** Start of Data shown **
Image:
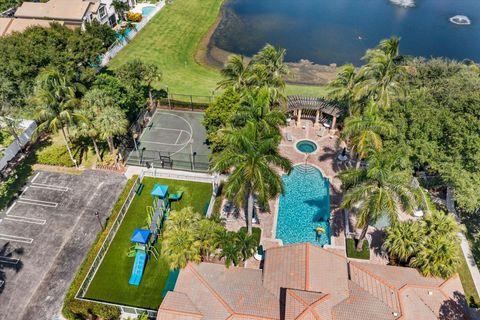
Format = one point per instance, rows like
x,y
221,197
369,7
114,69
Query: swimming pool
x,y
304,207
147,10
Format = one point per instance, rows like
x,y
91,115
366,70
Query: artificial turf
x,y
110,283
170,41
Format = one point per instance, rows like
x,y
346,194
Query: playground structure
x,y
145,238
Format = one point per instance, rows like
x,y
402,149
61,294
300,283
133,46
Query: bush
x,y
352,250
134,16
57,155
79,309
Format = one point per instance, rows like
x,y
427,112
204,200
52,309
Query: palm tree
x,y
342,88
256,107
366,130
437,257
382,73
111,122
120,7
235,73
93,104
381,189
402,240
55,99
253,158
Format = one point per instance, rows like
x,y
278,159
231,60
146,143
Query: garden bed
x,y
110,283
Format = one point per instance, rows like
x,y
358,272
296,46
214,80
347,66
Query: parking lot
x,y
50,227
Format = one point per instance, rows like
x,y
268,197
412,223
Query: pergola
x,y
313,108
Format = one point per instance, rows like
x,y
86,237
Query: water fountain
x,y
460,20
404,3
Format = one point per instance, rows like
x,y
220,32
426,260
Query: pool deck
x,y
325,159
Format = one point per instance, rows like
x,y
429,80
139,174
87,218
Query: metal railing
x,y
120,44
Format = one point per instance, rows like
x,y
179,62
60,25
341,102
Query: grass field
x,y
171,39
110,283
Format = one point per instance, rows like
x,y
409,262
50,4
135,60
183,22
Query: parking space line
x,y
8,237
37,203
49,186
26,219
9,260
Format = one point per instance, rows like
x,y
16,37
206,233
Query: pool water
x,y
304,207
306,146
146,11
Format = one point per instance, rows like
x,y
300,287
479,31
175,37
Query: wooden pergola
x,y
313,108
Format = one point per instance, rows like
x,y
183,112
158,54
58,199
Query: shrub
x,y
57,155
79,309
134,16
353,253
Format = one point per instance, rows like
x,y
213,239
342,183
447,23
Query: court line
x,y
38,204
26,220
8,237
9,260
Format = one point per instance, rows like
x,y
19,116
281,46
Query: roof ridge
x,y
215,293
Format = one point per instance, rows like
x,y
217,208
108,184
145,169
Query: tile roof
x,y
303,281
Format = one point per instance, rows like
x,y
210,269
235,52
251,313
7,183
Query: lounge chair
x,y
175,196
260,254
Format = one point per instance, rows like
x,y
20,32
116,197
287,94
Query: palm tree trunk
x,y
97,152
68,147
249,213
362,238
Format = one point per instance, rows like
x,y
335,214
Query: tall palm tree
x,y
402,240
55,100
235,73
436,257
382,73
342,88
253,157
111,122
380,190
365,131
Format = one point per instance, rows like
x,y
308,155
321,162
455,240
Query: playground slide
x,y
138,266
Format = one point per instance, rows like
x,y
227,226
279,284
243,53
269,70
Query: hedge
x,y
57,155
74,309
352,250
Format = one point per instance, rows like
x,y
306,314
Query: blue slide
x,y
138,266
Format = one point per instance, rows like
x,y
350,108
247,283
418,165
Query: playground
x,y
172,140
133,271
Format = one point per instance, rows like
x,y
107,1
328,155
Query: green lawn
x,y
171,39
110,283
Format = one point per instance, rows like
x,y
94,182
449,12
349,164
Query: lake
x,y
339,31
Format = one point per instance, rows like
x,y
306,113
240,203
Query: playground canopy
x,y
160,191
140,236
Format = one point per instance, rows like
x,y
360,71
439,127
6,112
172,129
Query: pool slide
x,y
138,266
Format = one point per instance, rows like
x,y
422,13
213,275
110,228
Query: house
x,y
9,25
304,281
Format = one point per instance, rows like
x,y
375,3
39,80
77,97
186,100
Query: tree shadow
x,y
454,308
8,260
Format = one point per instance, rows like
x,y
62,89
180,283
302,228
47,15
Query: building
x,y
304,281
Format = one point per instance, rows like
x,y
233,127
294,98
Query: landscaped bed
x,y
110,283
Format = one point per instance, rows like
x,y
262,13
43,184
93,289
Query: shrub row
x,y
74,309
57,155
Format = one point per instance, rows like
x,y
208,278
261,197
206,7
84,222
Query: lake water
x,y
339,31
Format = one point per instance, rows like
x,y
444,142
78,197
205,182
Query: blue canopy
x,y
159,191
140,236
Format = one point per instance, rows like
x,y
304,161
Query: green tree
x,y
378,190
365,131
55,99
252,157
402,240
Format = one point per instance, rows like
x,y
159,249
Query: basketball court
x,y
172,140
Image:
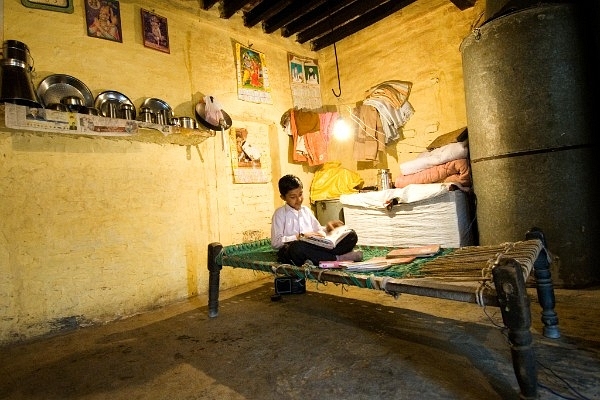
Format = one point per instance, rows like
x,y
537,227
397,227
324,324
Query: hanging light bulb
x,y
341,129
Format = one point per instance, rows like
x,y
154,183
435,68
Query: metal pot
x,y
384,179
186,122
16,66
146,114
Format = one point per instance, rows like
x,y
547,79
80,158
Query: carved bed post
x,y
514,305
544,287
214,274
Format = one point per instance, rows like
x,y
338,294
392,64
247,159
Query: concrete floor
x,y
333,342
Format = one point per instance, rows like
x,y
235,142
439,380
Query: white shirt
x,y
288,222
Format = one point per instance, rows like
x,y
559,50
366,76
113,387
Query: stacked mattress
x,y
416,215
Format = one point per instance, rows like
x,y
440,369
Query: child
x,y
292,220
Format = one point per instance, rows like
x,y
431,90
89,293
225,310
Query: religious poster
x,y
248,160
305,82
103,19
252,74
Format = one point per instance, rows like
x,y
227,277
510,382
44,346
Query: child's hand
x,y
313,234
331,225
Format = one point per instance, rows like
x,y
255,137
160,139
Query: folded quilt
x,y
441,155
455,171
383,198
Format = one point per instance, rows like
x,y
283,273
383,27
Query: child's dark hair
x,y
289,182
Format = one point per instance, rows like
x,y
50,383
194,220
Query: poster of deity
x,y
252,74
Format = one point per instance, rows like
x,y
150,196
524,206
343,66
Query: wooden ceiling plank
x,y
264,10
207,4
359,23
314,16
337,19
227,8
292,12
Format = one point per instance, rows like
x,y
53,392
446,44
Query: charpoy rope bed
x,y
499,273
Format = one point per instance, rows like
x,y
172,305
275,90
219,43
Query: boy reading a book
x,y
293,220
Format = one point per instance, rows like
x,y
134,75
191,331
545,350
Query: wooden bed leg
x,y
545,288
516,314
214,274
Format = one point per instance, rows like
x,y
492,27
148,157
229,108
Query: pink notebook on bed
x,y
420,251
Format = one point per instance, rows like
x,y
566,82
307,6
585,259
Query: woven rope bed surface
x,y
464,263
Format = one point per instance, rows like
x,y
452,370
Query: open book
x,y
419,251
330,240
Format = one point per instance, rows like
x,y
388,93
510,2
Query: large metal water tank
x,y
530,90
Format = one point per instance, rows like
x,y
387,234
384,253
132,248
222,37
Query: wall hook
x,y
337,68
** End of Data shown **
** Start of Data shown **
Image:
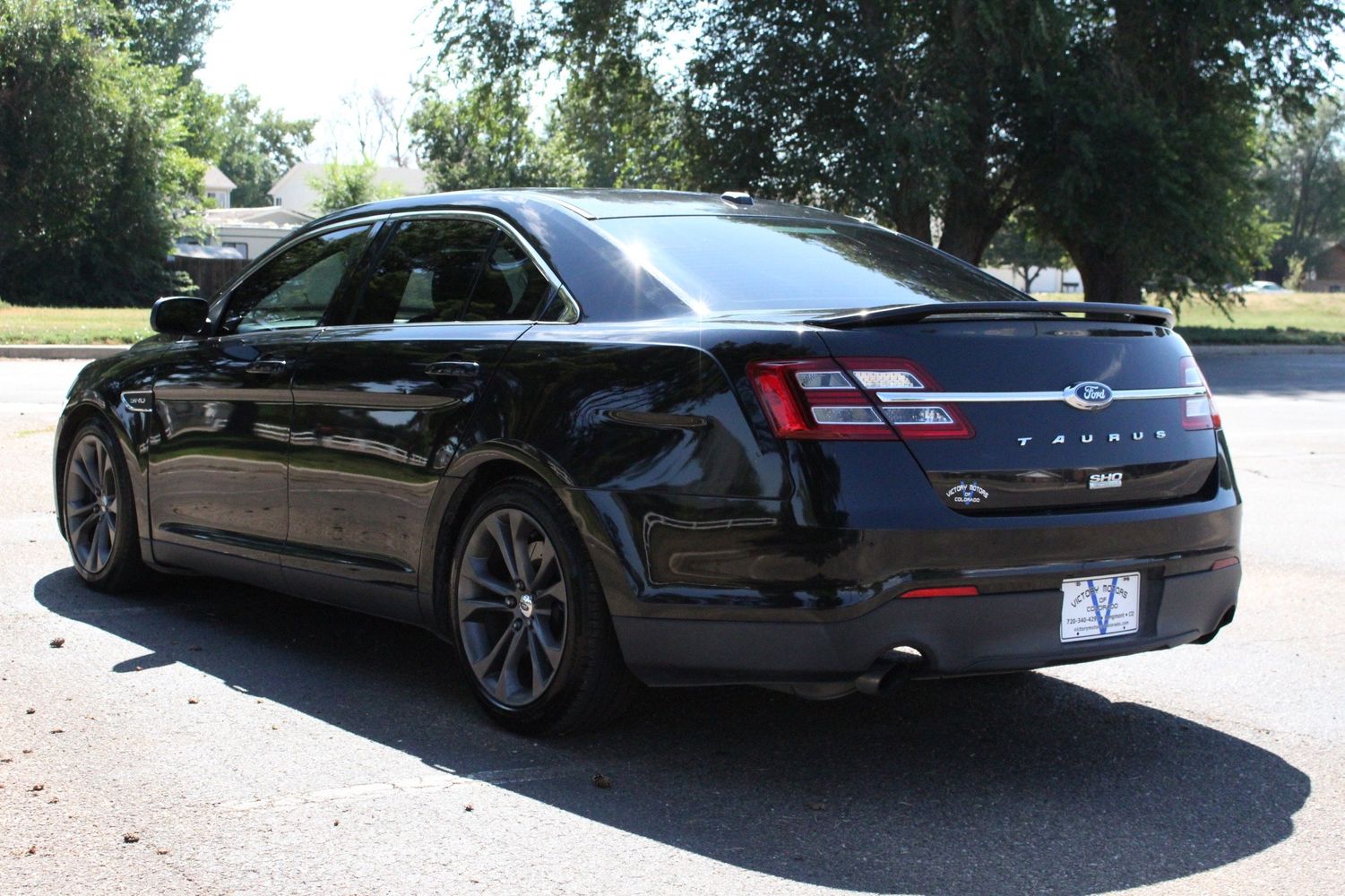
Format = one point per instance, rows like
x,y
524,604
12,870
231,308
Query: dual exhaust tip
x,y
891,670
** End of Data shown **
** Start of Data shown **
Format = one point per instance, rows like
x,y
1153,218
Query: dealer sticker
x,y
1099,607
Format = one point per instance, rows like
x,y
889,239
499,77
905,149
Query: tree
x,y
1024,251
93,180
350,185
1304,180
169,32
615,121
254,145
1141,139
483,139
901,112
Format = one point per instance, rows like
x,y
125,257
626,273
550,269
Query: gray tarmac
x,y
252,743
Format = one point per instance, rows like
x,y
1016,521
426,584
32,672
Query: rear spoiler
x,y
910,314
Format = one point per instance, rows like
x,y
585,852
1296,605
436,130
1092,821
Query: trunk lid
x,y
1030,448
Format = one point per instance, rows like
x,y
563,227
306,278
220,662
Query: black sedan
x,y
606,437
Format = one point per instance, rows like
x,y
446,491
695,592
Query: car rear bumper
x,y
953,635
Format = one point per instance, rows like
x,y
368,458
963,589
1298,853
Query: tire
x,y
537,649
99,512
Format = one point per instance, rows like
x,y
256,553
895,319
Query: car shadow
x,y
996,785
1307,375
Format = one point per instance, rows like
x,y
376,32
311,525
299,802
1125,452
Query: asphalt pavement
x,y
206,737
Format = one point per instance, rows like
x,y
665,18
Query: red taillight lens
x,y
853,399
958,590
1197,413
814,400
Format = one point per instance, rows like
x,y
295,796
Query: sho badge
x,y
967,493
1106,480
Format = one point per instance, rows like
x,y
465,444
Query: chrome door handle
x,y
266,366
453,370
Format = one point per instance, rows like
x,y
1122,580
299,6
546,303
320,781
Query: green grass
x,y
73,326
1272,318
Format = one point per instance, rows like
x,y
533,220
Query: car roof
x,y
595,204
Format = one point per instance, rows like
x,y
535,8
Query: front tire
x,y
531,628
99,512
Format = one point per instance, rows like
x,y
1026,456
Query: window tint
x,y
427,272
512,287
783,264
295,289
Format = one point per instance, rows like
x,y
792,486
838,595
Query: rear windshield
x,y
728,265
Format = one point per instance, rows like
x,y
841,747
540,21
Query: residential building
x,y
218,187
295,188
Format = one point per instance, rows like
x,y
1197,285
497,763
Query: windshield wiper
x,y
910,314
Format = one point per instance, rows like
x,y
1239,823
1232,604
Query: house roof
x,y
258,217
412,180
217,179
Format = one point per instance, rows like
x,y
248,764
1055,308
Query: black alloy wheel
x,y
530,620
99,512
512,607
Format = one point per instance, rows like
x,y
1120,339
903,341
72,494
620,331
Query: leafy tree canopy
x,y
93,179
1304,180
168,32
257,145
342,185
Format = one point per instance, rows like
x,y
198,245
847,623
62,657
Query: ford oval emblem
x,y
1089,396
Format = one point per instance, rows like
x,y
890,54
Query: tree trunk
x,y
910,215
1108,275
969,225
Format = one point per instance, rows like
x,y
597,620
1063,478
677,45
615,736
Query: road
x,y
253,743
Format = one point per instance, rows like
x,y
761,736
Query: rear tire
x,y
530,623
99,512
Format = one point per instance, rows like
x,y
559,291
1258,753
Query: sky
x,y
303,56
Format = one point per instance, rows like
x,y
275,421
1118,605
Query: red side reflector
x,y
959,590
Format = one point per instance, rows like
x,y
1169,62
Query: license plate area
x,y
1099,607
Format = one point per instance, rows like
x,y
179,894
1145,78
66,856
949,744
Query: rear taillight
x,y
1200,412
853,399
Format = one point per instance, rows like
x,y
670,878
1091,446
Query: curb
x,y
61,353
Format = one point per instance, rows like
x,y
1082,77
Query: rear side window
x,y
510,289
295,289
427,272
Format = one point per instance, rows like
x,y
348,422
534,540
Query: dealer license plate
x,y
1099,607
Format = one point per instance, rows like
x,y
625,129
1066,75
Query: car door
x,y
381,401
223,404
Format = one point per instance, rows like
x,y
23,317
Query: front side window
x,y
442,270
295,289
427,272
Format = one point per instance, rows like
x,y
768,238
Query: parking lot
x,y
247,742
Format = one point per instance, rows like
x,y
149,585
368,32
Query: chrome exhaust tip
** End of Data shown **
* Written problem
Tally the lines of the rows that contain the string "metal", matching case exactly, and give only the number.

* Task solution
3